--- BEGIN EXTRACT ---
For the vehicle, yes, go for the ballista. It’s incredibly powerful, and makes the riot control turrets as well as any above ground monster a walk in the park so long as your vehicle is within range.
The survivor armor is better than the ESAPI vest not because it has higher protection values, but because it has far higher coverage. The ESAPI vest has somewhere around 70-90% coverage, but even at 90% there’s a 10% chance for the armor to be ignored completely when you get hit. The survivor suit has 100% coverage.
It depends on what kind of lab it is. If it’s an old science lab (pink map marker) just bringing a keycard to open the door will get you in and from there the turrets are mostly isolated. If it’s a new lab (blue map marker), then i have no idea because I’ve only raided a single one before and it was pretty breezy.

As for additional objectives, setting up and fully completing a survivor camp is a pretty good objective, as is doing all of the quests for both the Hub 0 and the Refugee Center. I recently built a walk in freezer using vehicle coolers, so you could do that as well.

are you playing aftershock?

anyway, esapi protects the torso, you could craft some nice protection for arms and legs, find some good acid protection for foot (but if you play nice with a bow, acid zeds arent a big issue)

Firstly, thank you for your reply! But here are some questions:

Compound bow is far superior to the composite bow in the stable branch, and I highly recommend.

but where shall I look for it? In hunting stores I only find regular crossbows. Is it just my luck or they don’t spawn there?

The survivor armor is better than the ESAPI vest not because it has higher protection values, but because it has far higher coverage.

I understand the part about coverage percentage, but may I ask why is survivor armor considered having higher protection values compared with ESAPI vests? heavy survivor suit has 20 in bash and 24 in cutting while ESAPI has astonishingly 50 in bash and 90 in cutting. Or is it not correct to compare these numbers?
--- END EXTRACT ---
--- BEGIN RECORD EXTRACTS ---
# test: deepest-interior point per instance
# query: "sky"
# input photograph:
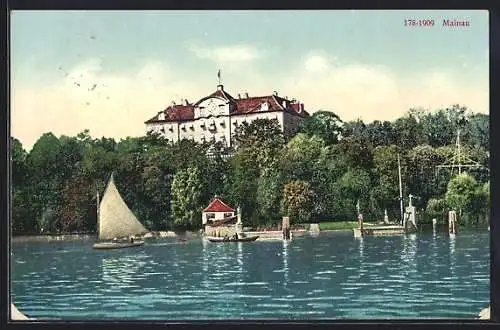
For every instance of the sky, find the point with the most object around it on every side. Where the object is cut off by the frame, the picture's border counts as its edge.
(109, 71)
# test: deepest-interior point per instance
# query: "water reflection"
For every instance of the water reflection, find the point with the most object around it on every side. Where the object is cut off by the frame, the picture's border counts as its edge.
(285, 261)
(329, 276)
(119, 272)
(452, 255)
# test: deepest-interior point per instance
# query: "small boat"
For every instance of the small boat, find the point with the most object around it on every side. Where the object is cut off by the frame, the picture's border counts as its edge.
(231, 239)
(117, 245)
(117, 225)
(16, 315)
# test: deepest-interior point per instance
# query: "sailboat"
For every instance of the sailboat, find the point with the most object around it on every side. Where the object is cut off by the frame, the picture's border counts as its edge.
(116, 224)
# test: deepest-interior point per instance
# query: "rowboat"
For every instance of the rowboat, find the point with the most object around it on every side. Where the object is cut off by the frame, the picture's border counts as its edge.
(117, 225)
(117, 245)
(231, 239)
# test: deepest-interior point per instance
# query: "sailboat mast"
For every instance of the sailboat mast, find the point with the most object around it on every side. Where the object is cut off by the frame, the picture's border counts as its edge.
(400, 191)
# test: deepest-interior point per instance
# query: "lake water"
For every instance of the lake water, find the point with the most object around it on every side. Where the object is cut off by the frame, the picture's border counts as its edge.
(333, 275)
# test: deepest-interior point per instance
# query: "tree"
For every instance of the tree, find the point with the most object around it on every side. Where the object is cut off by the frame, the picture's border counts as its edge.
(386, 188)
(380, 133)
(18, 160)
(461, 192)
(296, 202)
(261, 140)
(323, 124)
(73, 212)
(438, 129)
(268, 196)
(299, 157)
(408, 132)
(186, 203)
(421, 173)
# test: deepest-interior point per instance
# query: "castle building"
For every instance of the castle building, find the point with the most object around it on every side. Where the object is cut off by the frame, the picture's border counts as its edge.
(215, 117)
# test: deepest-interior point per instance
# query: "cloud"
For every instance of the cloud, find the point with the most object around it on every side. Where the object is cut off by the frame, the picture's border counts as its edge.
(86, 97)
(117, 104)
(230, 54)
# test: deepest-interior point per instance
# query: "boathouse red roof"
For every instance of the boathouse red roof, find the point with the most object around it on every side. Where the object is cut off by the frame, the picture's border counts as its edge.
(216, 205)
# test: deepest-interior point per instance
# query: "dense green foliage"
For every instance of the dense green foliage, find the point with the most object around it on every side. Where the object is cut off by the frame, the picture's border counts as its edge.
(317, 175)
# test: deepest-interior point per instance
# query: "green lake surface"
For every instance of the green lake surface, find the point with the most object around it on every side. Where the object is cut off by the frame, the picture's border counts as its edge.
(329, 276)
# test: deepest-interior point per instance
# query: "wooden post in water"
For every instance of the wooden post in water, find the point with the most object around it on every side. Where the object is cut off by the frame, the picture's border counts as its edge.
(285, 227)
(452, 222)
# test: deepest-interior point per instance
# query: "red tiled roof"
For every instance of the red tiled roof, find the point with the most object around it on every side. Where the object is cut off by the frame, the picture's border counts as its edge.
(217, 206)
(246, 105)
(220, 93)
(176, 112)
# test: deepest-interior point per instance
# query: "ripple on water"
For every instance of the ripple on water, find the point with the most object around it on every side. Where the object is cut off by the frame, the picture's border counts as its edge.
(202, 282)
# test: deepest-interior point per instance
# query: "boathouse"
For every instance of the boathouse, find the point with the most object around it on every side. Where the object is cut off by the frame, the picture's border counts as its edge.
(219, 219)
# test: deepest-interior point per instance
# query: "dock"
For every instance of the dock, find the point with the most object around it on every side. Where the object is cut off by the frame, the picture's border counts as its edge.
(379, 231)
(485, 314)
(16, 315)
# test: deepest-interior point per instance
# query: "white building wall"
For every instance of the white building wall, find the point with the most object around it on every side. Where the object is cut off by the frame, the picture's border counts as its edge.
(221, 128)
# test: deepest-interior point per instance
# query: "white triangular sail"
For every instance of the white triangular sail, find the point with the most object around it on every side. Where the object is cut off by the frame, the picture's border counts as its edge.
(115, 218)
--- END RECORD EXTRACTS ---
[REQUEST]
In the game discussion, what color map marker indicates an old science lab? Rely only on the game discussion to answer.

[COMPLETE RESPONSE]
Pink.